Hedwig Dances Keynote: June 7, 2024

Thank you, Amanda. And thank all of YOU, because without your support, Hedwig Dances would not exist. And I have to thank my own Jan, Jan Hieggelke, who is here tonight. She’s been my partner in life and in business for more than forty years, and is responsible for everything Newcity is today. 

A couple things before I start. 

Tonight is a very special night celebrating a very special dance company, one that has thrived for thirty-nine years. And it is also a night to honor two very special individuals for their contributions to dance. Later in the program, the Dance Advocacy Award will be presented to Ken Bowen, Lighting Designer. In addition to his work with Hedwig and other dance companies in Chicago, Ken is an educator, and for all of that we are most grateful. >> And the Dance Heritage Award will be presented to Alison Hinderliter, in honor of her work with the Chicago Dance History Project. Newcity recently worked with Alison on a story about the iconic Chicago nightclub Mister Kelly’s—have you seen the exhibit she curated at the Newberry Library? Amazing. 

OK. Let’s get started. 

As a journalist, I do most of my talking with my fingers, on a keyboard, and don’t get in front of audiences like this very often. But I’ve been in the audience enough to know that it is best to start with a joke. But I do not know any dance jokes. So I thought, Artificial Intelligence! A.I!  And so I asked ChatGPT to tell me a joke about a dancer. 

Here it goes, get ready:

Why did the dancer go to jail?

Because he pirouetted too close to the Barre!

Hmm… I figured probably because I’ve never been a dancer myself, I don’t get that one, so I rephrased my question and tried again. And ChatGPT responded:

Why did the ballerina bring a broom to her performance? 

Because she heard it was a sweepstakes!

OK I give up.

In any case, this spring, we attended a performance of Hedwig Dances. Company member and choreographer Paula Sousa premiered her new work, “Under My Thumbs,” a powerful, disturbing look at a world in the perhaps near future, with Artificial Intelligence at its center. It was cinematic, dystopian and singular. 

And it was made with AI. Sort of. In the talkback after the show, Sousa described how she set out to create the work in collaboration with ChatGPT. She said she’d asked it for creative guidance and then rejected all of its suggestions as wanting.

Stored data entries
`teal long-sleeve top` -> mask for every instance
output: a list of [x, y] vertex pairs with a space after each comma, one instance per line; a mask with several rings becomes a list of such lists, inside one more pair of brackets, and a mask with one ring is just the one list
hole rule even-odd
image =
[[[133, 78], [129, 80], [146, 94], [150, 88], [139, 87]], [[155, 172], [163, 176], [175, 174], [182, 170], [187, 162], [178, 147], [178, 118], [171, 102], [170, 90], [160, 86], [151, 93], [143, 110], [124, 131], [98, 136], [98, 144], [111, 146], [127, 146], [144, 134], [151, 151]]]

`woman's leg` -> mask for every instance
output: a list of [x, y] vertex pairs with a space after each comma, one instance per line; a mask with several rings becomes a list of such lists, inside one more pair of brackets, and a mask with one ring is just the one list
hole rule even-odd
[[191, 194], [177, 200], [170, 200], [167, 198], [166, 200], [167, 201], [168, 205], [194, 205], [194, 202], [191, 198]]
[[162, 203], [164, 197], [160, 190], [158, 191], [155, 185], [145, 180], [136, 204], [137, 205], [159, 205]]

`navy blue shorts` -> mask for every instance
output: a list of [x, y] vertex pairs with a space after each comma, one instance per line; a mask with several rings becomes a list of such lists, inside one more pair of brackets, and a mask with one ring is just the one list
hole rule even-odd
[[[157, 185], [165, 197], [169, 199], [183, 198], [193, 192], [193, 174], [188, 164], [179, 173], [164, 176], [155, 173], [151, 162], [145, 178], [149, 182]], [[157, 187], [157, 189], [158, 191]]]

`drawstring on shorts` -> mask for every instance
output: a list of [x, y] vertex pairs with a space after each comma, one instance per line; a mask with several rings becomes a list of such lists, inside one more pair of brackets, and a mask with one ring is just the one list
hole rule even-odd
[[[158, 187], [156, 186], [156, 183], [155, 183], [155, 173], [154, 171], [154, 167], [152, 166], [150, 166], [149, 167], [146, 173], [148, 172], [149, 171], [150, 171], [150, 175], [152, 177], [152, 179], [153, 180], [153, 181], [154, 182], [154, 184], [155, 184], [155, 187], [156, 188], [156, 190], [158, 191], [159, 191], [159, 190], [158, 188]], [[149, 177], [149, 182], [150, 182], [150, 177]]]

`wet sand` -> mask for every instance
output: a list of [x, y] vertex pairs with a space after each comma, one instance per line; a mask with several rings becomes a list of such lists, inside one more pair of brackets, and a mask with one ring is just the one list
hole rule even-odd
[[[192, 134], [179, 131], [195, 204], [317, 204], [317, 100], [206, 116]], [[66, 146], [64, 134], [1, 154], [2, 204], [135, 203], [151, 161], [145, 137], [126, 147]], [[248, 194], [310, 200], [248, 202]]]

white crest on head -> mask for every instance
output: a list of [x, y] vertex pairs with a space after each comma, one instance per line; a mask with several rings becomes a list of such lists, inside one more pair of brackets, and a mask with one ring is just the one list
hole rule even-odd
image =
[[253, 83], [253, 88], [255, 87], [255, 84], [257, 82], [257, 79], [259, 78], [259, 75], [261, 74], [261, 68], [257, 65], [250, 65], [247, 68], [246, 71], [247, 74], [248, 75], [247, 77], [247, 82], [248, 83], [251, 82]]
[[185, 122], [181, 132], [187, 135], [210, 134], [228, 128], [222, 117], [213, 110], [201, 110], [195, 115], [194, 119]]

What to produce
Please continue the Hedwig Dances keynote speech, starting right after its last sentence.

Reply
I am breaking no news in telling you the fear of AI is ripping through the culture right now. But it can’t dance. And it sure can’t tell a joke, either. 

The power of Hedwig Dances is that of human collaboration, of reaching for inspiration across art forms and oceans to create expressions using the human body as a creative instrument. >> Pretty AI-proof, right? 

That does not mean, however, that dance as a cultural force is not without its challenges. First and foremost among them is financial. We live in a world full of dire problems, and it’s always the easy way to decide that something else is more urgent than the arts. That something else needs our attention, our money. But the reality is that the arts are a vital way for all of us—rich, poor, Black, white, brown, queer, straight—to understand, to process, to get through the daily trauma that the world throws at us. Food and shelter may keep us alive, but culture gives us a reason to live!

As you know, tonight is first and foremost a fundraiser. Your very presence here is already a movement in that direction, but if you can, please do even more in one of the many ways you’ll hear about that will help this very special dance company continue to thrive. 

Earlier this week, I invited the readers of Newcity to share a story about the value of dance in their life.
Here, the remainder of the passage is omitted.